Non-fiction c Алексеем Михеевым
Опубликовано в журнале Иностранная литература, номер 3, 2009
Издательство «Новое литературное обозрение» уверенно
лидирует в моем персональном рейтинге книг нон-фикшн. И, конечно же, Путешествия с Геродотом Рышарда Капущинского я никак не мог обойти вниманием. В «ИЛ»
публиковались фрагменты нескольких книг этого замечательного писателя (так, к
сожалению, и не получившего Нобелевскую премию, которую ему в последние годы
вовсю прочили): об Иране («Шахиншах», 1980, № 4) и Эфиопии («Император», 1987,
№ 6); африканские очерки («Черное дерево», 2000, № 8) и краткие дневниковые
записи («Лапидарий», 1993, № 4). Польский оригинал «Путешествий с Геродотом»
появился в редакции «ИЛ» еще три года назад, и тогда же была задумана — как
альтернатива «неформатному» для журнала полному переводу — публикация в рубрике
«Путешествие по книге». Журнальная публикация не сложилась, зато полный текст
книги вышел в 2008 году в уже хорошо известной серии «Современное европейское
письмо» в переводе Ю. Чайникова.
Последняя книга скончавшегося в 2007 году
Капущинского стала для него итоговой и во многом обобщающей. Путешествовать ему
было предназначено судьбой. В оттепельном 1955 году, после университета, он
начал работать в главной польской молодежной газете «Штандар млодых», и уже
через год (в возрасте 24 лет) его отправили корреспондентом в Индию. Первой моей реакцией было потрясение, —
вспоминает автор. — И сразу — паника: я
ничего не знаю об Индии. Лихорадочно ищу какие-нибудь ассоциации, образы,
названия. Ничего не нашел: об Индии я не знал ничего. Единственным
«помощником» для Капущинского стала выданная ему редакционной начальницей
«История» Геродота: От меня, в дорогу.
Точнее, Геродот стал не столько помощником, сколько «попутчиком»: дело не в
том, что из «Истории» можно было извлечь полезную информацию о стране (этого,
понятно, там и не могло быть), а в том, что Геродот задал некую тональность,
послужил своего рода «камертоном» для складывающегося способа мышления молодого
журналиста. И неслучайно в «итоговой» книге Капущинского он возвращается к той
исходной точке, которая положила начало череде его исключительно плодотворных
путешествий — прежде всего по странам Азии и Африки.
====================
(Условие задания): Перепечатайте дословно фрагмент приведённого выше текста о книге Капущинского от слов «Последняя книга скончавшегося» до слов «меня, в дорогу.» включительно.

Данные точечной локализации объектов:
====================
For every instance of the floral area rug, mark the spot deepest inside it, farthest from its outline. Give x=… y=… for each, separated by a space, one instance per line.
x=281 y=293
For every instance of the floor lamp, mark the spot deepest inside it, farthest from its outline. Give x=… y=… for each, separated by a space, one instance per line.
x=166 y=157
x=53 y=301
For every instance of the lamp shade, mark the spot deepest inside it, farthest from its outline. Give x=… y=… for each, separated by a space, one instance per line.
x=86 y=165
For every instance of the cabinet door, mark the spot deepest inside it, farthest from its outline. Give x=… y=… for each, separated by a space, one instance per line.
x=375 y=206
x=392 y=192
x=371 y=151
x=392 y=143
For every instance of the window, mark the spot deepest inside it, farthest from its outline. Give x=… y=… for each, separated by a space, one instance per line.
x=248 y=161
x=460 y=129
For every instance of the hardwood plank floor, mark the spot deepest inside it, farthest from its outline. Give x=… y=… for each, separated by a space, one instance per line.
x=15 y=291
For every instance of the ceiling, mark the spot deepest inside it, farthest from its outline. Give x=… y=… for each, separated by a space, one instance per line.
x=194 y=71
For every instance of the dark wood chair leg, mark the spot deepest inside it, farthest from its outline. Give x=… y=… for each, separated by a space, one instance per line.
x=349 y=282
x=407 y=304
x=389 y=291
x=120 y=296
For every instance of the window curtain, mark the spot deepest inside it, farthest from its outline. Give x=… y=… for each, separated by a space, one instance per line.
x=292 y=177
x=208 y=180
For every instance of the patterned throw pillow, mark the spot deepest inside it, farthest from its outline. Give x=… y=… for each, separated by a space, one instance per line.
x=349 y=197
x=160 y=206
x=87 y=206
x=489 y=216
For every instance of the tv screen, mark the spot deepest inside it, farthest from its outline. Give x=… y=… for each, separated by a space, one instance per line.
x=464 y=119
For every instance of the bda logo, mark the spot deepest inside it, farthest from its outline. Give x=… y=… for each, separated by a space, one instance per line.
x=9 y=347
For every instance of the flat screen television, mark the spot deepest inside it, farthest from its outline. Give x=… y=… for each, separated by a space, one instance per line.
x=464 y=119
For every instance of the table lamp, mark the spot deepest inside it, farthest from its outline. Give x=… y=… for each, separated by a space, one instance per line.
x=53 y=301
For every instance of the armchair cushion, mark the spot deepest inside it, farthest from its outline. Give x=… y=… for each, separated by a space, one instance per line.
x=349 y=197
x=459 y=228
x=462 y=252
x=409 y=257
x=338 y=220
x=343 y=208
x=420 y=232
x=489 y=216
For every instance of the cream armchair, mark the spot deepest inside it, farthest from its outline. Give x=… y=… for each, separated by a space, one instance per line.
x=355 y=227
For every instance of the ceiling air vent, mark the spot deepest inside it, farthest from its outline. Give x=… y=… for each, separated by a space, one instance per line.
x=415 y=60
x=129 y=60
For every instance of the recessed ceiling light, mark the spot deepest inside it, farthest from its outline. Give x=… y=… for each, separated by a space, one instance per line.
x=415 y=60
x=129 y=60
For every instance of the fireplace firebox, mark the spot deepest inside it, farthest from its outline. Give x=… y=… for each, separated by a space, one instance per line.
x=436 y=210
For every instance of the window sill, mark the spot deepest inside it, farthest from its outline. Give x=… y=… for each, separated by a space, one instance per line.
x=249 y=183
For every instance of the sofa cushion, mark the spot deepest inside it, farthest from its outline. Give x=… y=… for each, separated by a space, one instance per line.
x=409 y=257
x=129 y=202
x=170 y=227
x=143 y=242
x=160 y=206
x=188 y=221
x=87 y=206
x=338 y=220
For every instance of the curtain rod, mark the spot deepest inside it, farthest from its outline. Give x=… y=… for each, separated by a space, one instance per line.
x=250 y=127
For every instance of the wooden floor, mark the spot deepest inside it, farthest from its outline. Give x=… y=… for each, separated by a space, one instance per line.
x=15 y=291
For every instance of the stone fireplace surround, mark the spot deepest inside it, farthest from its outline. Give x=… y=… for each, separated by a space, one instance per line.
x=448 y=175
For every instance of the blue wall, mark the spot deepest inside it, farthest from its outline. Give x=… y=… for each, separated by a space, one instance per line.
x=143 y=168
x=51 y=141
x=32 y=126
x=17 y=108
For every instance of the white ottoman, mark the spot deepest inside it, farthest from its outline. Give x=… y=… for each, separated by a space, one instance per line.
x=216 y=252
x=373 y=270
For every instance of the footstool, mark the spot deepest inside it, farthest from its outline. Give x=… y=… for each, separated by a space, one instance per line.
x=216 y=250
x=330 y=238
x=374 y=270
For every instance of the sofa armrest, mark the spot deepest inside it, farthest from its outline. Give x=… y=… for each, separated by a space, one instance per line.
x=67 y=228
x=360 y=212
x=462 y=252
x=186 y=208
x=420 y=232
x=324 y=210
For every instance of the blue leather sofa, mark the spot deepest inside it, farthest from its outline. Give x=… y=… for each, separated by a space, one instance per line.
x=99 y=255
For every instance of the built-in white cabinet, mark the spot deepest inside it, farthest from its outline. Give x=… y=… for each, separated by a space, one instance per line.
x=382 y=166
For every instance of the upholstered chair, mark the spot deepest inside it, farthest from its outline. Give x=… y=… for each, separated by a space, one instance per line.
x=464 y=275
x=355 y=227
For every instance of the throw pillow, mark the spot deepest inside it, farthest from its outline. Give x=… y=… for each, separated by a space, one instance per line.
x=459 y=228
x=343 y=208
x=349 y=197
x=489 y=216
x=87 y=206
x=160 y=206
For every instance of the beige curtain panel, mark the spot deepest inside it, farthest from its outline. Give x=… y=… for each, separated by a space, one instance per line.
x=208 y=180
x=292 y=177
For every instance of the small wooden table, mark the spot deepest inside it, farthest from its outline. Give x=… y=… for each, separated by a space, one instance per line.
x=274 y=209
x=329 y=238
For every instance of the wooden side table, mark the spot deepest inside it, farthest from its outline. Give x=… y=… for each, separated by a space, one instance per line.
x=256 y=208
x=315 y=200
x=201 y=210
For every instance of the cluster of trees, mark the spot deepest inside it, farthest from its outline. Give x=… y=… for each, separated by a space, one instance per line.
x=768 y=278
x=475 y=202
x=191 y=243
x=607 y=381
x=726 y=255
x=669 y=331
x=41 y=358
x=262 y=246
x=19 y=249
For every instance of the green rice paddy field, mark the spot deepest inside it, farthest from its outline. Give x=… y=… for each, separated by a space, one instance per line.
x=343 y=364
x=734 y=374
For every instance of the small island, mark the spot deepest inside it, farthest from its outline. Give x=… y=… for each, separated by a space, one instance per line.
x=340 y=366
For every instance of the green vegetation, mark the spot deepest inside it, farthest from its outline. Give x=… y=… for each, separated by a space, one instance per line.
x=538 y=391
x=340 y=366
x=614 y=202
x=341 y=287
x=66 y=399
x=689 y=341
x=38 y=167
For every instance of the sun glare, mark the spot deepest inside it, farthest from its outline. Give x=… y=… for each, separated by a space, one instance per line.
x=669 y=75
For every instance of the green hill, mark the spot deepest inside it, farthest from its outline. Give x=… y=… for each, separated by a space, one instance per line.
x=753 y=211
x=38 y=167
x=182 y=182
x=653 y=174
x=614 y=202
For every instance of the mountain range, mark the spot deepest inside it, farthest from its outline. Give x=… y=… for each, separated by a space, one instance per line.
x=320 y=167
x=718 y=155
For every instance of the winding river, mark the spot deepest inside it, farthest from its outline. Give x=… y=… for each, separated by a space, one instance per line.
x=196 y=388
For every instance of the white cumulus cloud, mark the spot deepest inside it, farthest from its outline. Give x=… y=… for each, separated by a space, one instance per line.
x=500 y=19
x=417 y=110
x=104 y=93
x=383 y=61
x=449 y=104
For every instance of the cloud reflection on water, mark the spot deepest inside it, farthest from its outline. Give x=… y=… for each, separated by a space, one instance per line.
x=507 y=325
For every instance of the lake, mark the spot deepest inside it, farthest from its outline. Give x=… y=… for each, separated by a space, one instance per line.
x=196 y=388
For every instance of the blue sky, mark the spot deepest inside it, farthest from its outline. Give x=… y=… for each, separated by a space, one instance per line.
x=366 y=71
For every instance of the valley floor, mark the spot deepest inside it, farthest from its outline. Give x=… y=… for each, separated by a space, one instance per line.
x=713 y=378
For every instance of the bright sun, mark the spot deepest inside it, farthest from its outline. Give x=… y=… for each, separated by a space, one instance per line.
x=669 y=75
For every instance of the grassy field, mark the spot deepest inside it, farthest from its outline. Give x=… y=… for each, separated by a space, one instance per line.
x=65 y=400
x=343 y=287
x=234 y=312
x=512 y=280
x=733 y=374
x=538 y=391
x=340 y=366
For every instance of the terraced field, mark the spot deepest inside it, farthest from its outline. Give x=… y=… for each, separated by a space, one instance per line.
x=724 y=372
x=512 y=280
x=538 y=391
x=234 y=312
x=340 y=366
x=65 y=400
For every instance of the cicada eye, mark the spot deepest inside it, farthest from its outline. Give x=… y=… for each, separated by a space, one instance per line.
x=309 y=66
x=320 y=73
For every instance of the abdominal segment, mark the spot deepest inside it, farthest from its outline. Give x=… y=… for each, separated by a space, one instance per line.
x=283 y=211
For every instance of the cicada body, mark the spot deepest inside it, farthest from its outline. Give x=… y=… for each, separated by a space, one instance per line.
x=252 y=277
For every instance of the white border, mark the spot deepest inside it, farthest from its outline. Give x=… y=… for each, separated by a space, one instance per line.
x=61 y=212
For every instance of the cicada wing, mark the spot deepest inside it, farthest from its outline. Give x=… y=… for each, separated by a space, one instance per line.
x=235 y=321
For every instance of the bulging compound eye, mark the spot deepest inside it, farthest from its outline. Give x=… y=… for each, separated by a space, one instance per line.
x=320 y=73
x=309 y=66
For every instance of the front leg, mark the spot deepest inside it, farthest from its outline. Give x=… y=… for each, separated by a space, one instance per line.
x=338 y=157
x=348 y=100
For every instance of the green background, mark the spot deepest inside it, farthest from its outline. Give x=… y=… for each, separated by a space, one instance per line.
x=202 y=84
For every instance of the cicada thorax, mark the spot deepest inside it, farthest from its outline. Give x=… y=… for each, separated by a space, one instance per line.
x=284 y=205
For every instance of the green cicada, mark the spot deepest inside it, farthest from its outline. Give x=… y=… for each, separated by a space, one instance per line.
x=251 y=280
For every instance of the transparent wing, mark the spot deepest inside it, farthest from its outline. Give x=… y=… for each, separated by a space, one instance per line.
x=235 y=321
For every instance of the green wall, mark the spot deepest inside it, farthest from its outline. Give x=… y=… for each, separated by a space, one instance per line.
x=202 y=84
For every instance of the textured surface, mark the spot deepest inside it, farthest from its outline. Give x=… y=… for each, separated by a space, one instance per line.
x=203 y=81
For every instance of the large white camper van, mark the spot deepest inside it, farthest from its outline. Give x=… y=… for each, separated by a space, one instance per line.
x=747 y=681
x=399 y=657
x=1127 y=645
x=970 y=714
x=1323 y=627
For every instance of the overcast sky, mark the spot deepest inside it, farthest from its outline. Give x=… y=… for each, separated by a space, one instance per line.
====================
(Поле ответа):
Последняя книга скончавшегося в 2007 году
Капущинского стала для него итоговой и во многом обобщающей. Путешествовать ему
было предназначено судьбой. В оттепельном 1955 году, после университета, он
начал работать в главной польской молодежной газете «Штандар млодых», и уже
через год (в возрасте 24 лет) его отправили корреспондентом в Индию. Первой моей реакцией было потрясение, —
вспоминает автор. — И сразу — паника: я
ничего не знаю об Индии. Лихорадочно ищу какие-нибудь ассоциации, образы,
названия. Ничего не нашел: об Индии я не знал ничего. Единственным
«помощником» для Капущинского стала выданная ему редакционной начальницей
«История» Геродота: От меня, в дорогу.